▶ [TASK DETAILS]:
Using the text on futures studies, answer each of these:
(a) What do many of the field's practitioners colloquially call futures studies?
(b) Who coined the term "futurology," and when?
(c) What organization did Bertrand de Jouvenel found in 1960?

▶ [TEXT SECTION]:
┄┄┄┄┄┄
Futures studies (also called futurology) is the study of postulating possible, probable, and preferable futures and the worldviews and myths that underlie them. There is a debate as to whether this discipline is an art or science. In general, it can be considered as a branch of the social sciences and parallel to the field of history. History studies the past, futures studies considers the future. Futures studies (colloquially called “futures” by many of the field’s practitioners) seeks to understand what is likely to continue and what could plausibly change. Part of the discipline thus seeks a systematic and pattern-based understanding of past and present, and to determine the likelihood of future events and trends. Unlike the physical sciences where a narrower, more specified system is studied, futures studies concerns a much bigger and more complex world system. The methodology and knowledge are much less proven as compared to natural science or even social science like sociology, economics, and political science.
Foresight was the original term and was first used in this sense by H.G. Wells in 1932. “Futurology” is a term common in encyclopedias, though it is used almost exclusively by nonpractitioners today, at least in the English-speaking world. “Futurology” is defined as the “study of the future.” The term was coined by german professor Ossip K. Flechtheim in the mid-1940s, who proposed it as a new branch of knowledge that would include a new science of probability. This term may have fallen from favor in recent decades because modern practitioners stress the importance of alternative and plural futures, rather than one monolithic future, and the limitations of prediction and probability, versus the creation of possible and preferable futures.
HG Wells war gaming, from the Illustrated London News, 1913.
Futures studies emerged as an academic discipline in the mid-1960s. First-generation futurists included Herman Kahn, an American Cold war strategist who wrote On Thermonuclear War (1960), Thinking about the unthinkable (1962) and The Year 2000: a framework for speculation on the next thirty-three years (1967); Bertrand de Jouvenel, a French economist who founded Futuribles International in 1960; and Dennis Gabor, a Hungarian-British scientist who wrote Inventing the Future (1963) and The Mature Society. A View of the Future(1972).
┄┄┄┄┄┄
▶ [GIVEN INFORMATION]:
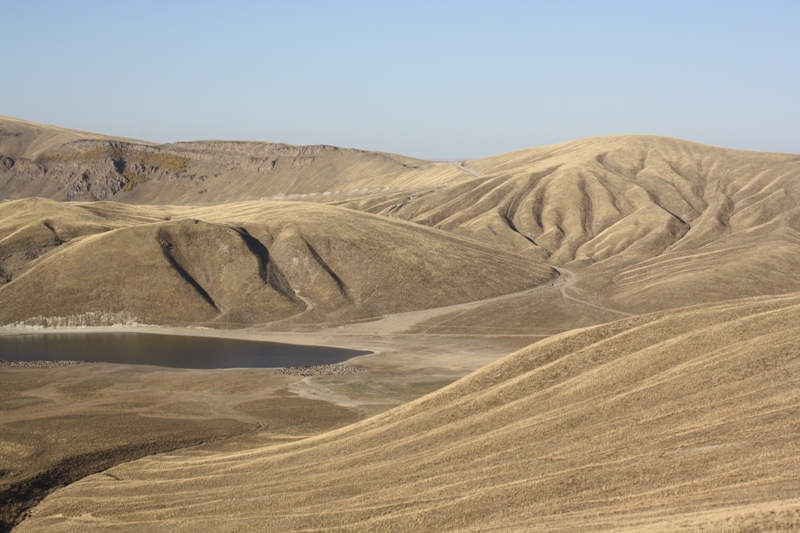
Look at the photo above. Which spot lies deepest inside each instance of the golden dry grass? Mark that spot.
(238, 264)
(683, 419)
┄┄┄┄┄┄
▶ [RESPONSE]:
(a) They call it "futures."
(b) Ossip K. Flechtheim coined it in the mid-1940s.
(c) He founded Futuribles International.